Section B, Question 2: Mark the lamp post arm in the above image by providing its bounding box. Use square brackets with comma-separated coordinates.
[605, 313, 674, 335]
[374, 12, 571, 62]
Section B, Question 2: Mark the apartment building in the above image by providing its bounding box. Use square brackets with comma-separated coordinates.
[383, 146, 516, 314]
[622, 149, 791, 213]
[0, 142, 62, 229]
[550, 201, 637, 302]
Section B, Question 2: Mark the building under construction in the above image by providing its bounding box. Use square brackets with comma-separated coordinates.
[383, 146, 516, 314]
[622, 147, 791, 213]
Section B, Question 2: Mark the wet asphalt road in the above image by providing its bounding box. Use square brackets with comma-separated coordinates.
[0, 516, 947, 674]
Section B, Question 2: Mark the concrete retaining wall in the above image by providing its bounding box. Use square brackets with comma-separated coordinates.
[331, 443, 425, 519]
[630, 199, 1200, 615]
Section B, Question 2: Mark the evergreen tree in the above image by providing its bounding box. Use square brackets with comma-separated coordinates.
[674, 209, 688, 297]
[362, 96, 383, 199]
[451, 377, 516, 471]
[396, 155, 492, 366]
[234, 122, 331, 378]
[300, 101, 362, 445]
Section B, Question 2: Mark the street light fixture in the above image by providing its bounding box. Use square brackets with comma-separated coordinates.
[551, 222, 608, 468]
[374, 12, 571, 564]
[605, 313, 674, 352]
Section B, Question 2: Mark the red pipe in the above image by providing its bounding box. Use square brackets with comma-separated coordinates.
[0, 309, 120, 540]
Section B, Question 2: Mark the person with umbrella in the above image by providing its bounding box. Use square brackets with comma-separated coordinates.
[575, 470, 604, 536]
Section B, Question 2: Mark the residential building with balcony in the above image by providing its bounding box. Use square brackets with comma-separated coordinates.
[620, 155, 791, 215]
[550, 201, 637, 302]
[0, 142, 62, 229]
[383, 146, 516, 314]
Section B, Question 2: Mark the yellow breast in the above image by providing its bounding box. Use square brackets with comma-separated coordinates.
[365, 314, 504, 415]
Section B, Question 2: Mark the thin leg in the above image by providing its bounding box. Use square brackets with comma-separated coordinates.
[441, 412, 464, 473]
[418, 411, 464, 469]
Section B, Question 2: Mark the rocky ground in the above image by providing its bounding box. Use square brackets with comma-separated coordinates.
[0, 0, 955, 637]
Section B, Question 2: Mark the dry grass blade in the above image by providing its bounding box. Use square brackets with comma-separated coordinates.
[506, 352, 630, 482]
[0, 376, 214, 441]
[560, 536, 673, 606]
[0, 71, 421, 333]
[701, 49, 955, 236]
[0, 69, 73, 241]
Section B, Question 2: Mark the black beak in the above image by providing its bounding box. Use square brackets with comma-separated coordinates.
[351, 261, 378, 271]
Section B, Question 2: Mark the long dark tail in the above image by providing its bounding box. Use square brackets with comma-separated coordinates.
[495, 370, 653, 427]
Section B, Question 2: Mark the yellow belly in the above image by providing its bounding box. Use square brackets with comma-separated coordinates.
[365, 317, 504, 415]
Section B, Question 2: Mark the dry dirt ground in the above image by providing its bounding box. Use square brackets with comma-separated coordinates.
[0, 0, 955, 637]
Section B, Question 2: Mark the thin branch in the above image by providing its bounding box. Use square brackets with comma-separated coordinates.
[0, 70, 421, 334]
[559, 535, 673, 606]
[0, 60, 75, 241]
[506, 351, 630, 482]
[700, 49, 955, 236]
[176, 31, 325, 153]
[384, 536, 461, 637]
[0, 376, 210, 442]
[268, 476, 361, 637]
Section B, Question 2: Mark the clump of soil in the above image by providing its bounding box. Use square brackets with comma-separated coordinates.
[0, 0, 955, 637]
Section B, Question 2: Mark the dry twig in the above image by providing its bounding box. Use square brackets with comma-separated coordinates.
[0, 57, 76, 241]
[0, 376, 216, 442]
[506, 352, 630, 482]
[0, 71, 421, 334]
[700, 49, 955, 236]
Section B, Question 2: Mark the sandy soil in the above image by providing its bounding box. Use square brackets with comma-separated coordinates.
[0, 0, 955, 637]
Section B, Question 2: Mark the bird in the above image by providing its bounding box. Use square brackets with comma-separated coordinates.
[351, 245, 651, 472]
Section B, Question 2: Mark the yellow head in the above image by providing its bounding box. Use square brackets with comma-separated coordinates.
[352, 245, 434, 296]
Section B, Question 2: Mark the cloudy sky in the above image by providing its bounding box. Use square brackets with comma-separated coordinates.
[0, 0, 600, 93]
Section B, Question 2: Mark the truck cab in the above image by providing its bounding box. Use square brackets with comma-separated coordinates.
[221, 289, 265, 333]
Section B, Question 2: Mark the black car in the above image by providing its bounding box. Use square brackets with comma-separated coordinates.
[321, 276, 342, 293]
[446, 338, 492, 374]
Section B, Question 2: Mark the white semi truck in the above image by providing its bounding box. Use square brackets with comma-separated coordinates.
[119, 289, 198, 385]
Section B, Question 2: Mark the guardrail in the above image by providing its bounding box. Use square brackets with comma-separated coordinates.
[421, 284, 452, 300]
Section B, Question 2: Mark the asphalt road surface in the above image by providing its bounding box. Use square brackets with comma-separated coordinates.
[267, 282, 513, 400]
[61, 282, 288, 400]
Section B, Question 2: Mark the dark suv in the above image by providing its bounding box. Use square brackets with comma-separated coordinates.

--------------------------------

◆ What you should do
Rewrite all of the material above, changing each "Section B" to "Part C" and leaving everything else unaltered.

◆ The result
Part C, Question 2: Mark the lamp post arm in the above image by providing its bounding box. Use square brackets with comma-separated coordinates.
[605, 313, 674, 335]
[374, 12, 571, 62]
Part C, Question 2: Mark the apartment building in the above image by providing its bounding box. Use square brackets with comma-separated coordinates.
[383, 146, 516, 314]
[622, 149, 791, 213]
[0, 142, 62, 229]
[550, 201, 637, 302]
Part C, Question 2: Mark the building under construction in the above image by providing its bounding box. Use square brackets with comma-separated coordinates.
[383, 146, 516, 314]
[622, 147, 791, 213]
Part C, Question 2: Mark the wet asphalt road in the above image by providing its bounding box. Use square brackets with comma-separated coordinates.
[0, 516, 947, 674]
Part C, Question 2: Mark the concrete retaining wall in the above image by providing its bounding box. Use square brackets with comma-separated coordinates.
[331, 443, 425, 519]
[630, 199, 1200, 615]
Part C, Question 2: Mark the evergreen tree in the above image by providing its bounding box. Use square brackets with comma-separated coordinates.
[674, 209, 688, 297]
[362, 96, 383, 199]
[451, 377, 516, 471]
[396, 155, 492, 366]
[234, 122, 331, 378]
[300, 101, 362, 445]
Part C, Question 2: Mark the street light fixture in the above image by providing its bounding box. Use square brackets with comma-separated coordinates.
[551, 222, 608, 468]
[374, 12, 571, 564]
[605, 313, 674, 352]
Part C, Question 2: Mark the red pipe in the above image by providing its bounding box. Use square brackets with comma-separated coordinates.
[0, 309, 120, 540]
Part C, Question 2: Mark the person with umbrella in the above image by providing its bounding box. Use square brackets with comma-separated coordinates.
[575, 470, 604, 536]
Part C, Question 2: Mark the residential building with balcony in the above image by providing its bounding box. Use square brackets with comma-separated coordinates.
[620, 155, 791, 215]
[550, 201, 637, 302]
[0, 142, 62, 229]
[383, 146, 516, 314]
Part C, Question 2: Mark the yellow breast in the above image by providing its bounding box. Use square brackets with comma-separated coordinates.
[365, 314, 504, 415]
Part C, Question 2: Mark the thin leg in the above image by providing its bounding box. Use square brackets with comma-separated coordinates.
[441, 412, 464, 473]
[418, 411, 464, 469]
Part C, Question 2: Mark the rocky ground in the above image by providing its bounding box. Use square brackets with comma-separated coordinates.
[0, 0, 955, 637]
Part C, Question 2: Mark the dry grass blade in the above image by providing its bounding box. Use square brackets with comma-separated coordinates.
[506, 352, 630, 482]
[0, 376, 214, 441]
[560, 536, 673, 606]
[0, 71, 421, 333]
[701, 49, 955, 236]
[0, 69, 73, 241]
Part C, Question 2: Mark the black beak in the above image by providing its bounding box. Use square brackets with comma-separated coordinates.
[351, 261, 378, 271]
Part C, Question 2: Mark the long dark tail in the above image by providing its bounding box. Use square brackets with comma-separated coordinates.
[495, 370, 653, 427]
Part C, Question 2: Mark the yellow belly in the above image by providing its bounding box. Use square brackets with comma-separated coordinates.
[365, 317, 504, 415]
Part C, Question 2: Mark the dry dirt ground in the above image by providing its bounding box. Use square brackets with comma-separated coordinates.
[0, 0, 955, 637]
Part C, Question 2: Mark the thin branch in the above image by providing its bounding box. Use square brackets with comma-separated coordinates.
[0, 70, 421, 334]
[559, 535, 673, 606]
[0, 60, 75, 241]
[506, 351, 630, 482]
[700, 49, 955, 236]
[176, 31, 325, 153]
[384, 536, 461, 637]
[0, 376, 210, 442]
[268, 476, 361, 637]
Part C, Question 2: Mark the clump of soil in the above image by providing its bounding box. Use square brackets with comma-separated coordinates.
[0, 0, 955, 637]
Part C, Question 2: Mark the dry twig in the above image by providing its bounding box. Use square brackets with comma-separated coordinates.
[0, 57, 76, 241]
[0, 376, 216, 442]
[506, 352, 630, 482]
[0, 71, 421, 334]
[700, 49, 955, 236]
Part C, Question 2: Mark the sandy soil in the above image by providing its bounding box. Use square brackets with comma-separated coordinates.
[0, 0, 955, 637]
Part C, Question 2: Mark the bird in the above image by providing its bounding box. Use square brackets with comma-separated coordinates.
[351, 245, 651, 472]
Part C, Question 2: Mark the yellow head in the above image by providing its bounding box. Use square brackets with comma-separated coordinates.
[352, 245, 434, 296]
Part C, Question 2: Mark the cloudy sky in the above image by providing its bounding box. Use square brackets with comma-separated coordinates.
[0, 0, 600, 93]
Part C, Question 2: Mark the truck cab in the above image by providing its bounding box. Use square brackets with comma-separated coordinates.
[221, 289, 265, 333]
Part C, Question 2: Mark the black car in the above image by providing its bounding box. Use square brackets with comma-separated coordinates.
[321, 276, 342, 293]
[446, 338, 492, 374]
Part C, Question 2: Mark the white semi truck in the above image by providing its bounding box. Use square brackets with comma-separated coordinates.
[119, 289, 198, 385]
Part C, Question 2: Mark the guardrail in the above image by providing its bounding box. Use square brackets with comma-separated coordinates.
[421, 284, 452, 300]
Part C, Question 2: Mark the asphalt road surface in the above image by providing its bounding box. Use square brackets with comma-separated coordinates.
[267, 282, 513, 400]
[61, 282, 288, 400]
Part C, Question 2: Mark the dark suv in the above image by providing its bounding box. Use square brackets with comma-separated coordinates.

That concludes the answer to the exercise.